Start of Recorded information

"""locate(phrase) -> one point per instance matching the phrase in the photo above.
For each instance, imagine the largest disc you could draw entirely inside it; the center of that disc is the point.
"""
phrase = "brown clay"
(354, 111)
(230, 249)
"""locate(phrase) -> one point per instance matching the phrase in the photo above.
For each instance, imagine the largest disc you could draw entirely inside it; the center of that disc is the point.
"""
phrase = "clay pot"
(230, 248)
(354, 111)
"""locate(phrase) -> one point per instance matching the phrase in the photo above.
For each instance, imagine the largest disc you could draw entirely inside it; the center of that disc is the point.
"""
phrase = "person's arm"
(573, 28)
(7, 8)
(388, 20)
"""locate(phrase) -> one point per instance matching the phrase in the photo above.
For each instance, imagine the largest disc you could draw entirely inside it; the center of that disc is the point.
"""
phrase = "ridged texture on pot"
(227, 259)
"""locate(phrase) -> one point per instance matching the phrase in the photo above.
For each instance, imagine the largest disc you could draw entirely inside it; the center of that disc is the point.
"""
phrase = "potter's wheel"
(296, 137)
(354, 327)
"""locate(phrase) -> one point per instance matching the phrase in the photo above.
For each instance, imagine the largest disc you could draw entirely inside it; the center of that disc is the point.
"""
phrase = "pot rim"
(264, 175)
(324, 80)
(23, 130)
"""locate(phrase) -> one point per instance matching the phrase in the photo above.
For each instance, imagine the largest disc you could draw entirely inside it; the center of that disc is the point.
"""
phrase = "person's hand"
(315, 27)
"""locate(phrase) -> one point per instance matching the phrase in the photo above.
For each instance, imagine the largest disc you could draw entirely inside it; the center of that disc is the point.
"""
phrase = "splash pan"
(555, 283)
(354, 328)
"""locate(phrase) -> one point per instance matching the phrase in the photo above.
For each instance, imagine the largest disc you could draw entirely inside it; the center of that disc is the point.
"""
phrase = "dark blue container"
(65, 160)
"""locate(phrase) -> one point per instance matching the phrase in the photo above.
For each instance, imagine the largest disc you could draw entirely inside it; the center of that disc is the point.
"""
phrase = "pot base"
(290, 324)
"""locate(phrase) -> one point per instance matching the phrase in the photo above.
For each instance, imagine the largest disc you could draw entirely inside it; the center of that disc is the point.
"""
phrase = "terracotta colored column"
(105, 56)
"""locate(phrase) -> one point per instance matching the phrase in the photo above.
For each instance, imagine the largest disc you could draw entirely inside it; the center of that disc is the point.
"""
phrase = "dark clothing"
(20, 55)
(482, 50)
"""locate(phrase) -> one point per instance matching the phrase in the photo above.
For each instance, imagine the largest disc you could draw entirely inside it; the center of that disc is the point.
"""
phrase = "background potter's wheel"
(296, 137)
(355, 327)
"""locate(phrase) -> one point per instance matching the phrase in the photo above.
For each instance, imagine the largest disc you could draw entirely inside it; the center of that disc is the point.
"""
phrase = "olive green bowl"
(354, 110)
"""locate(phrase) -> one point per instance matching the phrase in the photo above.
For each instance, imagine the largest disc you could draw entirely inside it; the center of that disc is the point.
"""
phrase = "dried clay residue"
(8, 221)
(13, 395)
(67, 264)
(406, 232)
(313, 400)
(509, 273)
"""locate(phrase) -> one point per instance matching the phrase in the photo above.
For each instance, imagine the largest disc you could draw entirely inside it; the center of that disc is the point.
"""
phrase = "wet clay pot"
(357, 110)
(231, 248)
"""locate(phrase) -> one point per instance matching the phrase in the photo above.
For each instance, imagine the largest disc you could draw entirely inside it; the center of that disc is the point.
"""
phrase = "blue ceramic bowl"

End of Recorded information

Problem to work on:
Repeat the data above, word for word.

Exercise solution:
"""locate(phrase) -> one point per instance matching the phrase in the photo above.
For each instance, imagine the largest disc you could draw entirely inside it; the center of that disc is the point.
"""
phrase = "brown clay"
(354, 111)
(230, 249)
"""locate(phrase) -> one point per instance matching the phrase in the photo above.
For each instance, imagine the largest disc you could draw entirely inside it; the center of that disc is the point.
"""
phrase = "clay pot"
(230, 248)
(354, 111)
"""locate(phrase) -> one point per instance matching the phrase in the photo above.
For each instance, imagine the largest disc you could draw entirely inside it; the center of that disc is the point.
"""
phrase = "person's arm"
(573, 28)
(7, 8)
(388, 20)
"""locate(phrase) -> one point per instance matching the phrase in the photo above.
For each instance, imagine the largest disc you could draw entirely inside it; the center of that disc is the point.
"""
phrase = "ridged texture on pot"
(227, 259)
"""locate(phrase) -> one point per instance matching the phrase in the photo above.
For each instance, imagine the largest disc you could draw entirely inside it; the center of that disc is the point.
"""
phrase = "potter's wheel"
(296, 137)
(354, 327)
"""locate(phrase) -> one point per instance matching the phrase in the photo above.
For each instance, imagine the largest disc you could draw entirely inside it; the center of that disc is the point.
"""
phrase = "pot rim"
(264, 175)
(324, 80)
(23, 130)
"""locate(phrase) -> one point per instance matching the phrase in the photo above.
For each instance, imagine the largest disc you could draw entirely inside it; the center of that disc is the point.
"""
phrase = "person's hand"
(315, 27)
"""locate(phrase) -> one point per instance matching the phrase in the photo above.
For each instance, imagine the largest disc you could draw entirely inside it; the center of that disc is the point.
"""
phrase = "splash pan"
(555, 283)
(354, 328)
"""locate(phrase) -> one point per instance matching the phrase in the photo above.
For each instance, imagine the largest disc you could draw entirely inside it; the center of that disc is the point.
"""
phrase = "dark blue container"
(65, 160)
"""locate(phrase) -> one point per instance matching the phrase in the photo above.
For each instance, imagine the largest disc you could draw entirely inside it; the center of that disc is the point.
"""
phrase = "pot base"
(290, 324)
"""locate(phrase) -> one point per instance matching the phrase in the photo above.
For each instance, imagine the largest disc you could draw entirely inside it; the center of that disc is the point.
"""
phrase = "terracotta colored column"
(105, 56)
"""locate(phrase) -> one point per instance matching the phrase in the photo above.
For each instance, imagine the largest disc you could draw entirely inside it; the center of that disc is the point.
"""
phrase = "dark clothing"
(20, 55)
(482, 50)
"""locate(phrase) -> one point per instance matching the phrase in the photo above.
For each instance, imagine the largest disc you could draw entirely inside it; the center of that disc is the point.
"""
phrase = "background potter's wheel"
(296, 137)
(355, 327)
"""locate(phrase) -> one point per instance matching the phrase in the photo above.
For each instance, imagine the largest disc you could draw entirely inside it; the center of that disc is the point.
"""
phrase = "olive green bowl"
(354, 110)
"""locate(phrase) -> one point per instance matching the phrase in the photo above.
For each instance, imagine the largest disc you could draw entirely inside it; the center of that disc is the point.
"""
phrase = "dried clay residue"
(8, 221)
(13, 395)
(67, 264)
(406, 232)
(313, 400)
(509, 273)
"""locate(phrase) -> one point per instance matching the phrase in the photo above.
For each instance, imagine the largest disc you could draw entirely inside it; the center of that disc is the point.
"""
phrase = "wet clay pot"
(357, 110)
(231, 248)
"""locate(phrase) -> one point per instance matching the phrase in the photo above.
For each instance, imagine the largest disc you could draw entirely inside it; the center of that disc is the point.
"""
phrase = "blue ceramic bowl"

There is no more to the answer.